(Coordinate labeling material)
** Start **

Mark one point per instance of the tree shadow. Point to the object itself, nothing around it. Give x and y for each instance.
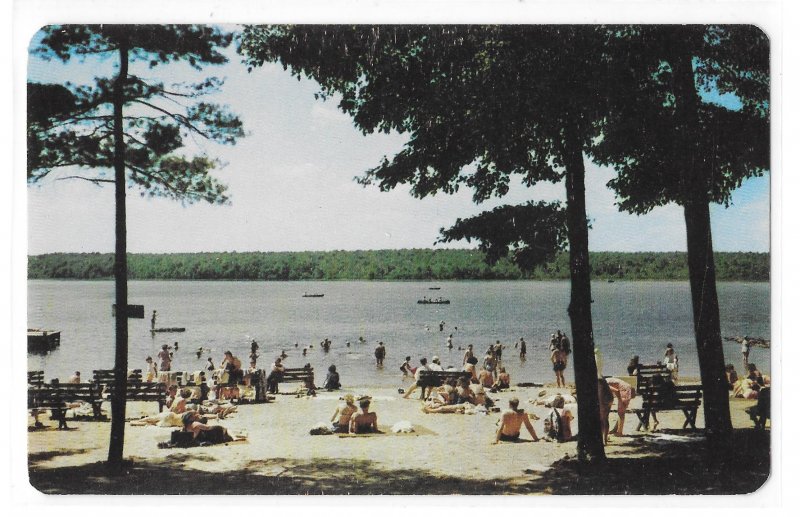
(740, 466)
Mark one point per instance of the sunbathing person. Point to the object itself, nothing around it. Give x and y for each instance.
(170, 417)
(340, 421)
(363, 421)
(204, 433)
(511, 422)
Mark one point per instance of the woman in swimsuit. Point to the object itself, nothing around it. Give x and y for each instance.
(363, 421)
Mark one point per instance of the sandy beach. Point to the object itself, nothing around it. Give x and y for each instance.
(448, 454)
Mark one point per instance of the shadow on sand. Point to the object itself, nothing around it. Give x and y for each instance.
(640, 466)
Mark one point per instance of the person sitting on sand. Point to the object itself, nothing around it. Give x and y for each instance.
(202, 433)
(511, 422)
(380, 353)
(332, 379)
(363, 421)
(340, 421)
(485, 378)
(623, 392)
(472, 368)
(558, 424)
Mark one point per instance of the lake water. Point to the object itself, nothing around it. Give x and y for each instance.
(630, 318)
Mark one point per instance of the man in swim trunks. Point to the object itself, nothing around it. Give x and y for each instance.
(363, 421)
(511, 422)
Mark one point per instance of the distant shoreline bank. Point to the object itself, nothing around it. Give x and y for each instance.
(422, 265)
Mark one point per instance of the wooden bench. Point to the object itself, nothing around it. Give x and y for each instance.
(144, 391)
(434, 379)
(304, 375)
(647, 372)
(655, 399)
(57, 397)
(106, 377)
(36, 378)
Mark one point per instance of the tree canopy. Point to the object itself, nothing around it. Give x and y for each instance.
(72, 125)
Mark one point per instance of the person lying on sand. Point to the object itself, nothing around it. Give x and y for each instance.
(204, 433)
(511, 422)
(363, 421)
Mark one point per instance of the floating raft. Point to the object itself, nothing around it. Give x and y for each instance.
(43, 340)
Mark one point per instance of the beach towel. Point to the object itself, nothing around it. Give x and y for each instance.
(404, 426)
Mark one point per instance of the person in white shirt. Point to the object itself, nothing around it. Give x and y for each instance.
(423, 366)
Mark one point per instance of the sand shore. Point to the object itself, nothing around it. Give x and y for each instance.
(449, 453)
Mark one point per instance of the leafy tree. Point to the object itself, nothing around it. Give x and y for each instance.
(668, 145)
(133, 126)
(479, 103)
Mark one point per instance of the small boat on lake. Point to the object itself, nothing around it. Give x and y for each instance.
(43, 341)
(434, 301)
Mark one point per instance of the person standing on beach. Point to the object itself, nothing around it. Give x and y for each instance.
(363, 421)
(165, 358)
(745, 352)
(511, 422)
(380, 353)
(152, 372)
(423, 366)
(468, 354)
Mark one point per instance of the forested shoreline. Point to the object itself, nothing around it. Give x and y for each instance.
(404, 264)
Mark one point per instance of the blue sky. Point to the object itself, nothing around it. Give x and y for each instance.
(291, 186)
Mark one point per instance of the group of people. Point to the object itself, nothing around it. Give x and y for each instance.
(349, 418)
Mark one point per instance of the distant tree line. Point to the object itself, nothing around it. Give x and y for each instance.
(405, 264)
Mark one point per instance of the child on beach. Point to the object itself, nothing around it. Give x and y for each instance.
(364, 421)
(340, 421)
(511, 422)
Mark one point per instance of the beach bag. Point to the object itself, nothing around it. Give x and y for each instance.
(552, 426)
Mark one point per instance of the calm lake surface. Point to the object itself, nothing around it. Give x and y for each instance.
(629, 318)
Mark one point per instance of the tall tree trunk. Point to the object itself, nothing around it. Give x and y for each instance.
(590, 440)
(119, 396)
(700, 250)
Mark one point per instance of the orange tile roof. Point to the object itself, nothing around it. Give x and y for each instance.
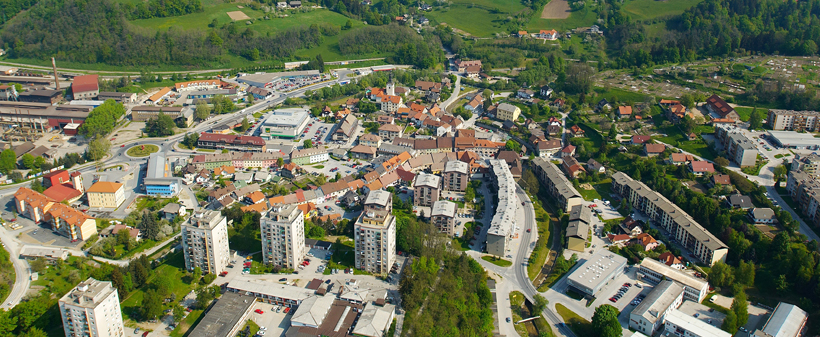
(104, 187)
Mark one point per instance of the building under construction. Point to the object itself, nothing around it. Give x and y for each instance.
(28, 121)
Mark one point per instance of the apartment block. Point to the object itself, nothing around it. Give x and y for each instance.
(501, 230)
(684, 229)
(649, 316)
(456, 175)
(283, 236)
(794, 120)
(205, 242)
(92, 308)
(375, 234)
(805, 191)
(426, 189)
(654, 271)
(443, 216)
(556, 184)
(739, 148)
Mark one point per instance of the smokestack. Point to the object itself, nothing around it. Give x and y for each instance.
(56, 81)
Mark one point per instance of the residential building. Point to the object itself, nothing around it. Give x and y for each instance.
(650, 315)
(653, 271)
(105, 194)
(787, 320)
(507, 112)
(309, 156)
(390, 131)
(580, 218)
(596, 272)
(231, 142)
(794, 120)
(345, 128)
(426, 189)
(719, 107)
(143, 113)
(375, 234)
(501, 231)
(205, 242)
(85, 87)
(556, 184)
(703, 244)
(92, 308)
(283, 236)
(456, 175)
(443, 215)
(683, 325)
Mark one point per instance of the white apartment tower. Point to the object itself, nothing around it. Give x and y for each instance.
(375, 234)
(283, 236)
(92, 309)
(205, 242)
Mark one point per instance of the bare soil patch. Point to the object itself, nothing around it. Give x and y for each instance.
(238, 15)
(556, 9)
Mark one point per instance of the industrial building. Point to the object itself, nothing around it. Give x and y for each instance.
(690, 234)
(375, 234)
(502, 226)
(283, 236)
(653, 271)
(285, 123)
(205, 242)
(92, 308)
(596, 272)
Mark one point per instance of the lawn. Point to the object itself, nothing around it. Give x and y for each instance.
(650, 9)
(496, 261)
(746, 112)
(142, 150)
(578, 325)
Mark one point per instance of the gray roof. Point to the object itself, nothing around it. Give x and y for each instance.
(659, 299)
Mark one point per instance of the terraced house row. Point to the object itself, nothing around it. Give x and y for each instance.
(705, 246)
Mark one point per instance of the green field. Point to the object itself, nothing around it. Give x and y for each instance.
(650, 9)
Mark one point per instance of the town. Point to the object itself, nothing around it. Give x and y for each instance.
(364, 202)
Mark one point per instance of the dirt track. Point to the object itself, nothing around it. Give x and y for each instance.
(556, 9)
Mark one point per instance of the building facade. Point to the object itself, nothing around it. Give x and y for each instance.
(205, 242)
(375, 234)
(92, 308)
(283, 236)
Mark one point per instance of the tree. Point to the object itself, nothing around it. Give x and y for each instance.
(162, 126)
(513, 145)
(151, 304)
(755, 120)
(98, 148)
(605, 322)
(203, 111)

** End **

EXERCISE PROMPT: Could you transcribe all of the material above word for word, leaving out the pictures?

COMPLETE OUTPUT:
Mark one point per instance of the tree shadow. Point to the object itself, nothing around it. Give x and y for each instance.
(740, 466)
Mark one point per instance of the sunbathing person. Point to the object itself, nothing around it. Give x and y for each instance.
(170, 417)
(340, 421)
(363, 421)
(204, 433)
(511, 422)
Mark one point per instance of the woman in swimsuit. Point to the object itself, nothing around it. Give x and y for each instance.
(363, 421)
Mark one point per instance of the sandy beach. Point to the object itself, nothing around it. Give x and y for each instance.
(448, 454)
Mark one point per instance of the shadow on sand. Point to the object itself, nothing around it. Give x and y for each instance.
(640, 466)
Mark one point per instance of the person sitting on sand. Point to the object itself, nothing around it. Give x and y for each instance.
(202, 433)
(511, 422)
(380, 353)
(332, 379)
(363, 421)
(340, 421)
(485, 378)
(623, 392)
(472, 368)
(558, 424)
Mark one point per instance of the lake water. Point to the object itself, nothing around it. Give x and y for each instance.
(630, 318)
Mark one point per instance of the man in swim trunks. Point to the object itself, nothing around it. Give x and y for each instance.
(363, 421)
(511, 422)
Mark one point per instance of the distant shoreline bank. Point to the object itself, nothing around it. Give x and y for each instance.
(422, 265)
Mark one point per instance of the wooden bench. Point to the object itself, nothing around it. Give x and y for each instance.
(144, 391)
(434, 379)
(304, 375)
(647, 372)
(655, 399)
(57, 397)
(106, 377)
(36, 378)
Mark one point per instance of the tree canopy. Point to the object itself, nothing around it. Give x and y for each instance.
(72, 125)
Mark one point per instance of the person lying on sand. Point to the object itself, nothing around it. Give x and y for each instance.
(204, 433)
(511, 422)
(363, 421)
Mark one point per instance of the floating raft. Point to the object itself, nothing around it. Give x and y for each instance.
(43, 340)
Mark one point per instance of the beach towel. Point to the object itself, nothing around it. Give x and y for each instance.
(404, 426)
Mark one point per instance of the person in white shirt. Point to the object itself, nothing around it. Give x and y for each instance.
(423, 366)
Mark one point per instance of the sand shore. Point to the object itself, nothing around it. Give x and y for each instance.
(449, 453)
Mark one point per instance of the leafy tree. Point to the object itself, nothing around it. Give x and y for each instance.
(668, 145)
(133, 126)
(479, 103)
Mark one point per instance of the small boat on lake. Point to the object itself, nothing around it. Give x and y for each instance.
(43, 341)
(434, 301)
Mark one point per instance of the person standing on beach. Point to the object itself, nothing around it. Give x and y for each instance.
(363, 421)
(165, 358)
(745, 352)
(511, 422)
(380, 353)
(152, 372)
(423, 366)
(468, 354)
Mark one point per instance of the forested shoreline. Point to the object itself, nothing around it. Give x and y for each instance.
(404, 264)
Mark one point per instance of the blue sky. Point to the object itself, nothing around it. Give x and y for each instance.
(291, 186)
Mark one point per instance of the group of people. Point to the object itself, nothing around it. Give x and y for each instance.
(349, 418)
Mark one point per instance of the distant tree line. Point to the object itself, nothing around it. Give x and y for each instance.
(405, 264)
Mark one point per instance of the child on beach. Point to the object itself, nothing around it. Give x and y for each instance.
(364, 421)
(340, 421)
(511, 422)
Mark one point per instance of the beach bag. Point to the object itself, nothing around it. Give x and y for each instance.
(552, 426)
Mark one point per instance of the calm lake surface. Point to the object itself, nothing around it. Give x and y for each instance.
(629, 318)
Mark one point per instance of the tall tree trunk. Point to the object itself, nothing around it. Give x and y for each instance.
(590, 440)
(119, 396)
(700, 250)
Mark one point per instance of the orange tile roof. Point to the object itself, nothing around it. Give x and y for each instance.
(104, 187)
Mark one point per instance of the building under construction. Point to the object itself, nothing around it. Give x and y for each instance.
(28, 121)
Mark one point per instance of the apartment block. Point to the object itself, nothing around it. Give x and y for each instance.
(501, 230)
(684, 229)
(649, 316)
(456, 175)
(283, 236)
(794, 120)
(205, 242)
(92, 308)
(375, 234)
(805, 191)
(426, 189)
(654, 271)
(443, 216)
(556, 184)
(739, 148)
Mark one point per instance of the smokestack. Point to the object itself, nothing around it. Give x and y for each instance.
(56, 81)
Mark one point per instance of the residential building. Point to the object itself, nothing around it. Give x and y for each instance.
(650, 315)
(653, 271)
(105, 194)
(787, 320)
(507, 112)
(309, 156)
(390, 131)
(580, 218)
(596, 272)
(231, 142)
(794, 120)
(345, 128)
(426, 189)
(719, 107)
(143, 113)
(375, 234)
(501, 231)
(205, 242)
(85, 87)
(556, 184)
(703, 244)
(92, 308)
(283, 236)
(456, 175)
(443, 215)
(683, 325)
Mark one point per instance of the white apartment tower. Point to the object itself, nothing around it. Give x and y for each instance.
(375, 234)
(283, 236)
(92, 309)
(205, 242)
Mark one point per instance of the bare soil patch. Point to the object itself, nothing around it. Give x and y for each instance.
(238, 15)
(556, 9)
Mark one point per instance of the industrial building. Point to the object itself, nothing around it. Give x and y for each instance.
(690, 234)
(375, 234)
(502, 226)
(283, 236)
(653, 271)
(285, 123)
(205, 242)
(92, 308)
(596, 272)
Mark one point per instance of the lawn. Point to the object itself, nothing around it. Give x and y for each instance.
(650, 9)
(496, 261)
(746, 112)
(142, 150)
(578, 325)
Mark one point per instance of the gray roof. Point to the object itself, nothing around it. Give x and y for each instance.
(659, 299)
Mark one point per instance of the terraced house row. Point to the object itself, nothing around it. Give x and y for each instance.
(705, 246)
Mark one point per instance of the green field. Point to the object itself, nothing around it. Give x and y for each instance.
(650, 9)
Mark one point per instance of the town. Point to the object itself, nothing around it. Give x and y for each instance.
(364, 202)
Mark one point per instance of the dirt track. Point to the object itself, nothing around it. Give x and y for each instance.
(556, 9)
Mark one point per instance of the building facade. Point to the object itself, nothing around it. Give x and y for each instance.
(205, 242)
(375, 234)
(92, 308)
(283, 236)
Mark one point per instance of the tree. Point to the object itself, nothing around it. Give x and y for each instance.
(162, 126)
(513, 145)
(151, 304)
(755, 120)
(98, 148)
(605, 322)
(203, 111)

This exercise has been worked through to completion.